• Work to complete: This exercise calls for every line of the listing below that contains the word "rock".

• Exercise data:
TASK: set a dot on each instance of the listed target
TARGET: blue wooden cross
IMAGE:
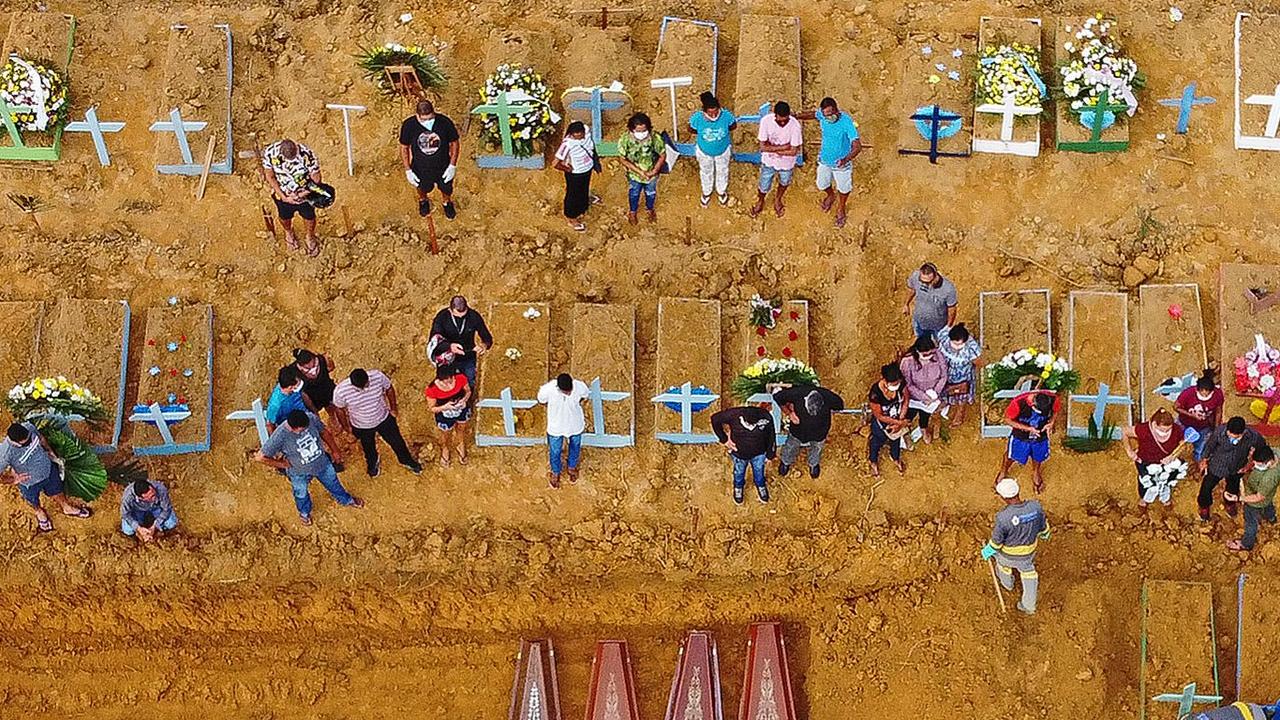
(1184, 105)
(95, 130)
(508, 405)
(686, 399)
(1100, 401)
(1187, 698)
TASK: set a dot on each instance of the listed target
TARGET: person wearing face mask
(712, 126)
(1258, 496)
(644, 155)
(1226, 458)
(576, 159)
(429, 151)
(1156, 442)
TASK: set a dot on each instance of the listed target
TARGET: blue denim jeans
(648, 188)
(556, 447)
(740, 470)
(328, 478)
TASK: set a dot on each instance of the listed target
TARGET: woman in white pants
(712, 126)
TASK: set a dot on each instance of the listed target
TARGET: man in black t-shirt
(429, 151)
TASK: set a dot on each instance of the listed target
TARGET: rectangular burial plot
(88, 342)
(689, 351)
(1238, 323)
(177, 374)
(1178, 643)
(1098, 327)
(524, 328)
(1010, 320)
(936, 78)
(1171, 338)
(1013, 130)
(604, 349)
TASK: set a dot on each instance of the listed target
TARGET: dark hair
(359, 378)
(639, 119)
(18, 432)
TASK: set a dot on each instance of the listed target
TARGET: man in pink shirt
(780, 144)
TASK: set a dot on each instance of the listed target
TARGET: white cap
(1006, 488)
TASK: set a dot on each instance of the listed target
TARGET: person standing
(576, 159)
(644, 155)
(1258, 496)
(288, 167)
(365, 406)
(713, 149)
(429, 151)
(750, 438)
(565, 423)
(1019, 527)
(304, 449)
(780, 146)
(935, 301)
(448, 399)
(27, 461)
(961, 351)
(1228, 454)
(807, 409)
(840, 145)
(146, 511)
(458, 326)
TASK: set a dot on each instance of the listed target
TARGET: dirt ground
(415, 606)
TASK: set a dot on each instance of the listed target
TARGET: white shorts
(842, 177)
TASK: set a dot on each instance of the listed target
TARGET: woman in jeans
(643, 154)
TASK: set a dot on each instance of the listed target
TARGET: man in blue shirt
(712, 126)
(840, 145)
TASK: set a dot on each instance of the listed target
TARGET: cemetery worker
(1156, 442)
(429, 151)
(887, 401)
(460, 324)
(780, 145)
(1201, 409)
(365, 405)
(27, 461)
(1258, 496)
(931, 300)
(713, 147)
(1032, 417)
(1226, 458)
(288, 167)
(576, 159)
(304, 449)
(961, 352)
(1019, 527)
(146, 510)
(840, 145)
(448, 399)
(749, 437)
(565, 423)
(807, 409)
(926, 374)
(644, 155)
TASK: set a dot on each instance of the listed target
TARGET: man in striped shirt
(365, 405)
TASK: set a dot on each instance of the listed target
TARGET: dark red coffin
(695, 688)
(535, 693)
(613, 693)
(767, 683)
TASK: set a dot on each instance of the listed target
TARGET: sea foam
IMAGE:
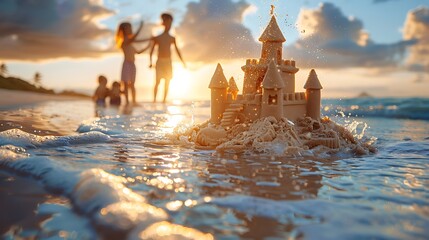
(102, 197)
(19, 138)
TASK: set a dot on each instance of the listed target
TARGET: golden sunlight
(181, 83)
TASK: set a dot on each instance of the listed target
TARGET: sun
(180, 84)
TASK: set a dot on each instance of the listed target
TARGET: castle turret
(272, 96)
(218, 86)
(313, 95)
(232, 88)
(272, 40)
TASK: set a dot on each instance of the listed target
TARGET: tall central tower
(272, 40)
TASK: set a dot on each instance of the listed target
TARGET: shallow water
(229, 196)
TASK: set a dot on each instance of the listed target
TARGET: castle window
(272, 100)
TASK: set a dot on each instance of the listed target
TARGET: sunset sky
(376, 46)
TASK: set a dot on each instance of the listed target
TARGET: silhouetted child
(124, 40)
(164, 69)
(115, 94)
(101, 92)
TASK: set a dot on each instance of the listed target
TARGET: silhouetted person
(101, 92)
(124, 40)
(164, 69)
(115, 94)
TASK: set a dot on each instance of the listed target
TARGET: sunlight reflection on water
(252, 196)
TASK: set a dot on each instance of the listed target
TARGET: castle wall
(254, 72)
(217, 104)
(294, 105)
(295, 111)
(289, 81)
(272, 50)
(313, 103)
(252, 107)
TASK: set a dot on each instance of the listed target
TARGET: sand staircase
(230, 114)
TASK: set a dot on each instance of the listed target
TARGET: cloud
(382, 1)
(332, 40)
(37, 30)
(416, 27)
(213, 30)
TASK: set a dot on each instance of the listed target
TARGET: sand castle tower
(313, 95)
(272, 93)
(232, 88)
(272, 42)
(218, 86)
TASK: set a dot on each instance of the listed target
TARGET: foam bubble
(101, 196)
(20, 138)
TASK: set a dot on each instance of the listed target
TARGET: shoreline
(18, 109)
(12, 99)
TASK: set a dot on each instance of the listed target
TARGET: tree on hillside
(3, 69)
(37, 79)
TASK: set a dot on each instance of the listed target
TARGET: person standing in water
(164, 69)
(124, 40)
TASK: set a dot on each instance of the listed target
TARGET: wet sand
(12, 99)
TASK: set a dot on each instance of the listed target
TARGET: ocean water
(68, 170)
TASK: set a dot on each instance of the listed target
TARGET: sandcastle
(268, 87)
(269, 114)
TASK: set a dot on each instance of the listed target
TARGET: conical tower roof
(313, 81)
(232, 85)
(272, 32)
(218, 79)
(272, 77)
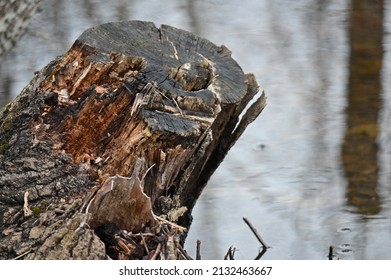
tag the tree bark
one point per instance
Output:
(116, 137)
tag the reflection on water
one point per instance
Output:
(313, 170)
(359, 151)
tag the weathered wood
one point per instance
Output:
(158, 105)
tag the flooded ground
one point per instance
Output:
(313, 170)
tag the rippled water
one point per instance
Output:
(313, 170)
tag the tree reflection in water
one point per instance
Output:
(360, 149)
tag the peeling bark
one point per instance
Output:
(159, 106)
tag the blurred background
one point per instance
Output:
(313, 170)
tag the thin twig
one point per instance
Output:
(157, 251)
(230, 254)
(253, 229)
(179, 109)
(261, 253)
(181, 229)
(145, 244)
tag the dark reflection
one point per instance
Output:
(359, 151)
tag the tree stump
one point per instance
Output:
(111, 144)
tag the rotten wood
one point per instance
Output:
(124, 129)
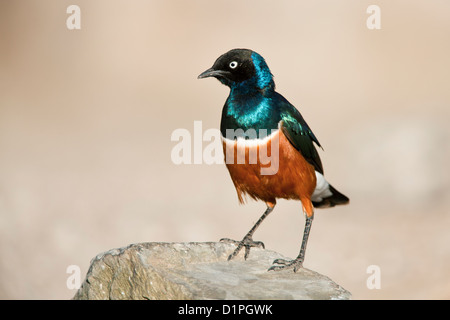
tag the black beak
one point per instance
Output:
(212, 73)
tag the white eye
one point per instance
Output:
(233, 64)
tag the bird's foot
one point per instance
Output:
(246, 243)
(295, 264)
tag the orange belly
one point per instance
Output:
(294, 179)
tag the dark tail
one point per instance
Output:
(335, 199)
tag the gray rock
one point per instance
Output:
(199, 271)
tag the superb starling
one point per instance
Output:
(256, 118)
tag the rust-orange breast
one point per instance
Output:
(291, 177)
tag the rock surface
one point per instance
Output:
(199, 271)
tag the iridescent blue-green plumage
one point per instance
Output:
(254, 104)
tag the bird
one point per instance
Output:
(256, 117)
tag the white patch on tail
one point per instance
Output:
(322, 189)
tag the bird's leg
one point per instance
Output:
(297, 263)
(248, 242)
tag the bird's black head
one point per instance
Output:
(241, 67)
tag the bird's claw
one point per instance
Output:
(247, 243)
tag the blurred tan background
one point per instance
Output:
(86, 118)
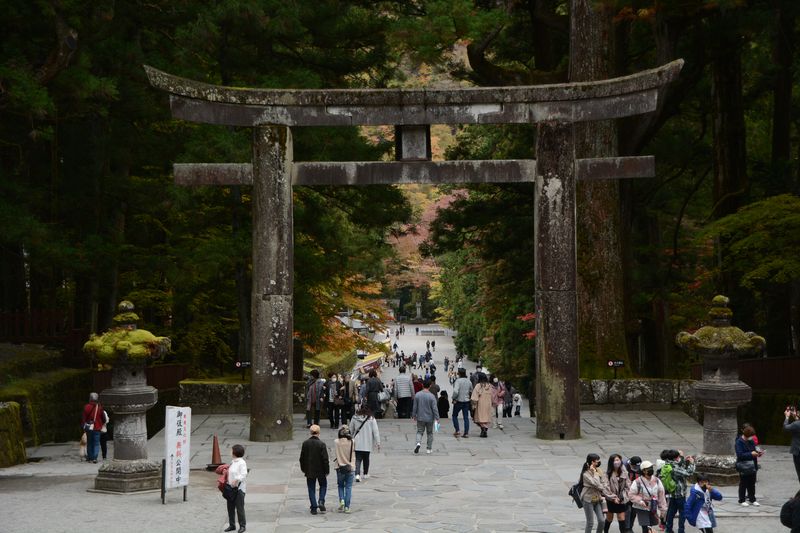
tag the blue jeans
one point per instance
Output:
(675, 507)
(345, 483)
(323, 488)
(422, 427)
(92, 445)
(461, 406)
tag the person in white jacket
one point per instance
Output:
(364, 429)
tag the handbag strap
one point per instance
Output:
(359, 427)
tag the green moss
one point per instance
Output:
(12, 440)
(123, 343)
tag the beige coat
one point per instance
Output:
(482, 394)
(595, 487)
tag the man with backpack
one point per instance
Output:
(674, 473)
(790, 514)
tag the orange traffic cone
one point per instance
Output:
(216, 460)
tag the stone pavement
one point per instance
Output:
(508, 482)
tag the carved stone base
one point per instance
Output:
(721, 469)
(128, 476)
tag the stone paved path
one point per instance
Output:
(508, 482)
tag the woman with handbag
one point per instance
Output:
(619, 484)
(648, 497)
(345, 466)
(91, 422)
(481, 399)
(594, 491)
(365, 434)
(747, 465)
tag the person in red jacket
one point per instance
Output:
(91, 422)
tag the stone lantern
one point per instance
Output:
(128, 350)
(720, 392)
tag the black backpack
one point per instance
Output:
(787, 511)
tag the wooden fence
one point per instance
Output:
(51, 327)
(764, 373)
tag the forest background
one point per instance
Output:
(89, 213)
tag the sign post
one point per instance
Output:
(177, 440)
(242, 365)
(615, 364)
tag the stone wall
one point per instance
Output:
(50, 404)
(208, 397)
(635, 393)
(12, 440)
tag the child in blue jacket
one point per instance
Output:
(699, 509)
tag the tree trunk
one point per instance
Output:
(730, 162)
(601, 322)
(782, 54)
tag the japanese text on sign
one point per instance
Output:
(177, 433)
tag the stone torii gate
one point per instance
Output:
(273, 112)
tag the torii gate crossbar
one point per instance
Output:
(273, 112)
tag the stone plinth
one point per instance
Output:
(128, 399)
(720, 392)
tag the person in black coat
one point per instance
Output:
(374, 387)
(790, 514)
(315, 465)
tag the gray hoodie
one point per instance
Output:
(368, 436)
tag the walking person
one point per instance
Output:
(346, 392)
(403, 393)
(91, 422)
(791, 423)
(237, 478)
(330, 392)
(444, 405)
(680, 469)
(618, 484)
(314, 463)
(508, 400)
(594, 490)
(345, 465)
(462, 391)
(498, 401)
(699, 507)
(481, 399)
(104, 435)
(374, 387)
(364, 429)
(425, 413)
(747, 455)
(648, 497)
(314, 398)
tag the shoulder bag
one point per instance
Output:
(89, 424)
(575, 492)
(746, 468)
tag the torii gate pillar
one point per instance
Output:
(273, 285)
(555, 273)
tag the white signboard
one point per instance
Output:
(177, 431)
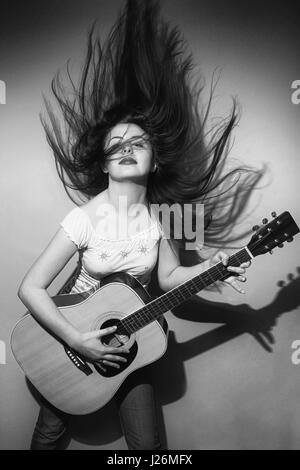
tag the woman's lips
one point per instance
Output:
(127, 161)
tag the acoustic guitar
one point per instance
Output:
(77, 386)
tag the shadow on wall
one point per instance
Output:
(102, 427)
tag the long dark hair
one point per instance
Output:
(141, 74)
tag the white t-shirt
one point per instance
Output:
(102, 254)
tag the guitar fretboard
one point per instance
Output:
(174, 297)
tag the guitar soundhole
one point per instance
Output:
(116, 340)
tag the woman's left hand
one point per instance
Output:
(239, 271)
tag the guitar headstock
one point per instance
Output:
(271, 234)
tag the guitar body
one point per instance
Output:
(55, 372)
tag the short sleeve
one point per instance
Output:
(78, 228)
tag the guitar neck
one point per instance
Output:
(174, 297)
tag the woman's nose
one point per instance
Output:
(127, 149)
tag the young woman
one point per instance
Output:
(134, 133)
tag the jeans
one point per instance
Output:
(136, 405)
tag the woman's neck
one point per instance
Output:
(131, 192)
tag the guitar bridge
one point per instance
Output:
(78, 362)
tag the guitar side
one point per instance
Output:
(46, 364)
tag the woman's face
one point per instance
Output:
(129, 153)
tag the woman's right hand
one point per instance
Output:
(90, 347)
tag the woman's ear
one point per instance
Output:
(154, 166)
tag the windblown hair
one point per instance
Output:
(141, 74)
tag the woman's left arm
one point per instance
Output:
(170, 272)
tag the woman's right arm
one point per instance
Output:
(33, 293)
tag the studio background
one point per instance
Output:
(222, 383)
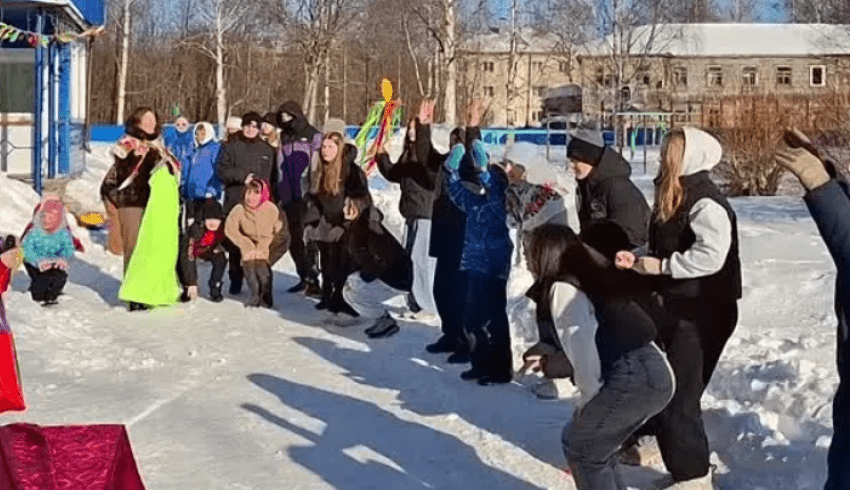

• Result of the exercise:
tag the gray rock
tag the rock surface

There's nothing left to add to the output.